▸ **Aufgaben**:
[1] Gib bitte aus dem Textauszug die Passage zwischen „Musste die Umgebung“ und „Beliebtheitswerte zu haben.“, beide Stellen eingeschlossen, wortgetreu aus.
[2] Beantworte zum Textauszug diese Fragen:
(a) Wer wird als Stabschef im Weißen Haus genannt?
(b) Wann ging Stephen Bannon?
(c) Wer verhinderte einen Nuklearangriff auf Nordkorea?

▸ **Textauszug**:
※ ※ ※
Als Trump im November auch die Präsidentschaftswahl gewinnt, werfen sich die Republikaner beinahe geschlossen vor ihrem Dompteur in den Staub. Es sind Macht und Einfluss, es sind Jobs zu vergeben.

Checks and Balances ausgehebelt

Daneben bleiben die "Checks and Balances", die von den Amerikanern stets so gepriesene Kontrolle der Exekutive durch die Legislative und Judikative, auf der Strecke. Handelskriege, Klimapolitik, Auflösung des Iran-Deals und die Transpazifische Partnerschaft, Schuldenpolitik und die Beleidigung jahrzehntelanger Verbündeter – Trump kann seine Launen ausleben.

Bis auf wenige Aufrechte im Kongress um den eben zu Grabe getragenen Senator John McCain gibt es keinen republikanischen (und damit keinen überparteilichen) Widerstand. Die Republikaner machen im "alternative facts"-Zirkus brav Männchen, wenn Trump mit der Peitsche knallt.

Nur unter der Hand wird das Murren nach einigen Monaten Trump im Weißen Haus lauter. Es stellt sich heraus, dass sich der Narziss im Präsidentenamt nicht von Bürokratie, Interessen und Usancen in Washington einhegen lassen wird. Auch eine "Militarisierung" der amerikanischen Machtzentrale, mit James Mattis als Chef im Pentagon, Raymond McMaster als Nationalem Sicherheitsberater und John Kelly als Stabschef im Weißen Haus, schlägt weitgehend fehl.

Der "verdammte Idiot" ("fucking moron", Copyright: der inzwischen geschasste Rex Tillerson) ist nicht zu kontrollieren. Je nach Einschätzung bleibt er unberechenbar bis unzurechnungsfähig.

Ohne jeden Genierer

Seit dem Abgang seines Chefeinflüsterers Stephen Bannon im Sommer 2017 scheint er sich in seinen Königsdisziplinen Ignoranz und Ruchlosigkeit sogar noch zu steigern. Trumps Schatten lässt es immer finsterer werden in den USA.

Musste die Umgebung Richard Nixons Ende der 1960er und in den 1970er-Jahren noch verstecken, dass der Präsident zuweilen ein unzurechnungsfähiger Säufer war (Henry Kissinger verhinderte einen Nuklearangriff auf Nordkorea, indem er Nixons Befehl ignorierte und mit dem Generalstab übereinkam, den Präsidenten erst einmal seinen Rausch ausschlafen zu lassen), kann Trump ohne jeden Genierer handeln. Die "Tell-all"-Bücher, die über ihn herauskommen, scheinen nur marginal Einfluss auf seine Beliebtheitswerte zu haben.
※ ※ ※
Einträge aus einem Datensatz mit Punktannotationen
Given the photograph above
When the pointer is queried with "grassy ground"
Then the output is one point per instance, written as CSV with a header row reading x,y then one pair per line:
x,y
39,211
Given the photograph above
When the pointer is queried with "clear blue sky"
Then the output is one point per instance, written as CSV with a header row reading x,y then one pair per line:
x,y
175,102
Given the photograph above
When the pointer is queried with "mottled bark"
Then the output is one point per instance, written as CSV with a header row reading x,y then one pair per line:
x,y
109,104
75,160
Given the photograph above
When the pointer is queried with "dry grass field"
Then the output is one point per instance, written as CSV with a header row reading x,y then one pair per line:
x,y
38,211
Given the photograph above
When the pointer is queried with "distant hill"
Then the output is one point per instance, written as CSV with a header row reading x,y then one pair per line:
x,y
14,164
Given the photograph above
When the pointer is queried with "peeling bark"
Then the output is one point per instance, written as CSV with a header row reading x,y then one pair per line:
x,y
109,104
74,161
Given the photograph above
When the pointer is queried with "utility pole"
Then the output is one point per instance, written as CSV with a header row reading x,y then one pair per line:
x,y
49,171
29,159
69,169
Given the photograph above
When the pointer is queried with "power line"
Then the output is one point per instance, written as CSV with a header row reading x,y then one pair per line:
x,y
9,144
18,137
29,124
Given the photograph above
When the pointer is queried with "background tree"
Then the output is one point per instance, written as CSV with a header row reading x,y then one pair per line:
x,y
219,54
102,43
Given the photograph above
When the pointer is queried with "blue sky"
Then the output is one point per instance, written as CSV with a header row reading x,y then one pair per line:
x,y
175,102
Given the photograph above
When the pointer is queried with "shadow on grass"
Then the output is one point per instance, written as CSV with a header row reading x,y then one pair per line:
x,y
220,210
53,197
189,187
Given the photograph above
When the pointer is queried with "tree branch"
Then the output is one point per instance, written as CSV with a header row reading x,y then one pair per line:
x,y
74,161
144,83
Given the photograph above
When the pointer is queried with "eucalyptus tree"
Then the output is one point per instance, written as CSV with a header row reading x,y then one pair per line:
※ ※ ※
▸ **Lösungen**:
[1]
Musste die Umgebung Richard Nixons Ende der 1960er und in den 1970er-Jahren noch verstecken, dass der Präsident zuweilen ein unzurechnungsfähiger Säufer war (Henry Kissinger verhinderte einen Nuklearangriff auf Nordkorea, indem er Nixons Befehl ignorierte und mit dem Generalstab übereinkam, den Präsidenten erst einmal seinen Rausch ausschlafen zu lassen), kann Trump ohne jeden Genierer handeln. Die "Tell-all"-Bücher, die über ihn herauskommen, scheinen nur marginal Einfluss auf seine Beliebtheitswerte zu haben.

[2]
(a) John Kelly
(b) Im Sommer 2017
(c) Henry Kissinger